* _Problem to solve_
Rewrite the stretch from the row containing "the new balance" through the end of the rows, switching "planogram check" to "shelf audit" and leaving everything else unchanged.
┄┄┄┄┄┄
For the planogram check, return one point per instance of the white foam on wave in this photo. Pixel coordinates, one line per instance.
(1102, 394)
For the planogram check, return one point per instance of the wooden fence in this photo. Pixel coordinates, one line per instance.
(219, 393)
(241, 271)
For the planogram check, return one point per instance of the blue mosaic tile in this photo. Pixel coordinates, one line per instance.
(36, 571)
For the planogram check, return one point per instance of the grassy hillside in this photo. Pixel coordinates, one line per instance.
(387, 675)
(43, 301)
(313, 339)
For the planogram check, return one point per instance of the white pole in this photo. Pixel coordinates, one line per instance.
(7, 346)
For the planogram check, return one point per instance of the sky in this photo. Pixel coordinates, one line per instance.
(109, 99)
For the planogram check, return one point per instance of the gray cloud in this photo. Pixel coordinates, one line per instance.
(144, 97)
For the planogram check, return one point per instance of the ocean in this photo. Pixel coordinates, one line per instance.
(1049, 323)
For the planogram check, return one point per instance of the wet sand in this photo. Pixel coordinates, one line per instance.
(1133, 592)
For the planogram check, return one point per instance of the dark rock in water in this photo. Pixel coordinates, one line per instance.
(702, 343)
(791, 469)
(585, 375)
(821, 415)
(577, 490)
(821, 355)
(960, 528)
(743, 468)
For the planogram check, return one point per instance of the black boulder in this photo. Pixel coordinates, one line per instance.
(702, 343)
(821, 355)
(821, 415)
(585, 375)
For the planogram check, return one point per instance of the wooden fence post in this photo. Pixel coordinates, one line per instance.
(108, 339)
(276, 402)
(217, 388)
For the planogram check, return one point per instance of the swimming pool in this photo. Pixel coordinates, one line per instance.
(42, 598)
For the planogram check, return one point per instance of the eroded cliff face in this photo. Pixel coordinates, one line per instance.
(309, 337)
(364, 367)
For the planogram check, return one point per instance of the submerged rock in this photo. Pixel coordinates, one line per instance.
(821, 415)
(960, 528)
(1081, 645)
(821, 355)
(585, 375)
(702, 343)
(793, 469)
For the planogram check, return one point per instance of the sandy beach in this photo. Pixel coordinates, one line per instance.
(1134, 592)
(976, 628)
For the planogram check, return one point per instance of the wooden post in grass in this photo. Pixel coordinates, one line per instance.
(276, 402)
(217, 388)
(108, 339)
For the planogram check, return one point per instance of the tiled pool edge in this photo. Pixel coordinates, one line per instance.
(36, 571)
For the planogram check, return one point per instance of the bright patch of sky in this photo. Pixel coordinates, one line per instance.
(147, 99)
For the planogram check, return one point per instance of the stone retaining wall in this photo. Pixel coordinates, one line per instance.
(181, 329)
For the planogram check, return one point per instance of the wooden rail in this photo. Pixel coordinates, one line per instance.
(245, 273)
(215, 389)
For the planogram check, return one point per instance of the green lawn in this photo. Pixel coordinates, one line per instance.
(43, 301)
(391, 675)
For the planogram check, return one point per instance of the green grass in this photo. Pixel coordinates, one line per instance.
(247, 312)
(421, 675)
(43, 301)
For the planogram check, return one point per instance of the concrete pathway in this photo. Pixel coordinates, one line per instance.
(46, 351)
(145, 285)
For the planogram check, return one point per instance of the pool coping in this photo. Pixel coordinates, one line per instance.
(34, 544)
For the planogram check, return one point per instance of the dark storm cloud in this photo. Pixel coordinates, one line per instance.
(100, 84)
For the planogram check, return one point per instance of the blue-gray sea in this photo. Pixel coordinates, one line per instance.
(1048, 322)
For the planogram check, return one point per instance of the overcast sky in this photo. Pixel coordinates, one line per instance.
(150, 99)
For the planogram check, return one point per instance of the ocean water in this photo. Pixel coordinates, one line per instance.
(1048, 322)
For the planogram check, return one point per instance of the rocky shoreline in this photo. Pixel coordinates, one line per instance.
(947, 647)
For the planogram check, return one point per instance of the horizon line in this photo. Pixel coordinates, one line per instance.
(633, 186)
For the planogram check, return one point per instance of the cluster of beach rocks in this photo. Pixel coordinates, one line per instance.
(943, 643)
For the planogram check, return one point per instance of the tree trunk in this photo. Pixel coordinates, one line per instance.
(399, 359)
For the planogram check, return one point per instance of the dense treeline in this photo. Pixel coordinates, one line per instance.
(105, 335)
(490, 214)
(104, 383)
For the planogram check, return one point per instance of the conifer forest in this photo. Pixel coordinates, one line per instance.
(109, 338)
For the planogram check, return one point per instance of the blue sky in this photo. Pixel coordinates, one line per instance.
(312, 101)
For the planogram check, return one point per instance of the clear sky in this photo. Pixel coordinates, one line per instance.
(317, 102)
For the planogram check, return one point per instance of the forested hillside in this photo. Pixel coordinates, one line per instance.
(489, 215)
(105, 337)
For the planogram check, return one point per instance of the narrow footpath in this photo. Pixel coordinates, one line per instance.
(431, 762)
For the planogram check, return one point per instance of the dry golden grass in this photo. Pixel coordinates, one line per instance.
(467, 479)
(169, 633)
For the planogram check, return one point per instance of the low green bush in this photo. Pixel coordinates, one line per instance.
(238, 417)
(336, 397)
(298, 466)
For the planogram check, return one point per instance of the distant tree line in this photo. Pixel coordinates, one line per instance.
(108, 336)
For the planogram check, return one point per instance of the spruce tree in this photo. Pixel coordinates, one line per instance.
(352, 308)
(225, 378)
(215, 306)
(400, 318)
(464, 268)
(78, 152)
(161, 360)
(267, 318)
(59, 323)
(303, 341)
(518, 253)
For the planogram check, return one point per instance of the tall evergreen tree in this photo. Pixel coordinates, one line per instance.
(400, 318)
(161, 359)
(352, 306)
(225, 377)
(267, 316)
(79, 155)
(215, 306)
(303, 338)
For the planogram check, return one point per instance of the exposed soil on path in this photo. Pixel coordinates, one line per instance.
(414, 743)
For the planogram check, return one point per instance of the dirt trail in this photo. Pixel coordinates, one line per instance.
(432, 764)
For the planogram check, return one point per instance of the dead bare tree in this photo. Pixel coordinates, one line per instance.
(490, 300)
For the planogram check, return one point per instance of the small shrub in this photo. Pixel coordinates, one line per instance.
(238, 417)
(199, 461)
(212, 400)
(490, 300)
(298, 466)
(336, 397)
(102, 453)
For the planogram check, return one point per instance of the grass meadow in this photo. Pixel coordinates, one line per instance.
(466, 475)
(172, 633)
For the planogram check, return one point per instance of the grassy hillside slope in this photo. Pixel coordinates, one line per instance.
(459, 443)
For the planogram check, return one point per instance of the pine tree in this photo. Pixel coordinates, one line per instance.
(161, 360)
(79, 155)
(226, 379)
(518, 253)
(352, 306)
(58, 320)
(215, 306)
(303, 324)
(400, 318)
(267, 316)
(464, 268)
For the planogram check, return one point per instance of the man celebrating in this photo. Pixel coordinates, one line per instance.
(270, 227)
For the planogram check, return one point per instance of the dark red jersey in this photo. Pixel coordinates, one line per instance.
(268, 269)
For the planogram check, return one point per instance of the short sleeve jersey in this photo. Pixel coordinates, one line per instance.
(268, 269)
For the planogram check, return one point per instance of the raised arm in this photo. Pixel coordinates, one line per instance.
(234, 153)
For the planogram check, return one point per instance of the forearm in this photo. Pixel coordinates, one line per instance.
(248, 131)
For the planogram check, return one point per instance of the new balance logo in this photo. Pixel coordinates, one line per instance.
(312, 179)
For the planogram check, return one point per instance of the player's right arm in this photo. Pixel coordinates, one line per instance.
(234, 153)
┄┄┄┄┄┄
* _Completed task_
For the shelf audit, return one point per instance of the new balance logo in this photo. Pixel coordinates, one line per instance.
(312, 179)
For the shelf audit, return one point per instance of the player's right arm in this photo. Pixel coordinates, one line per instance.
(234, 153)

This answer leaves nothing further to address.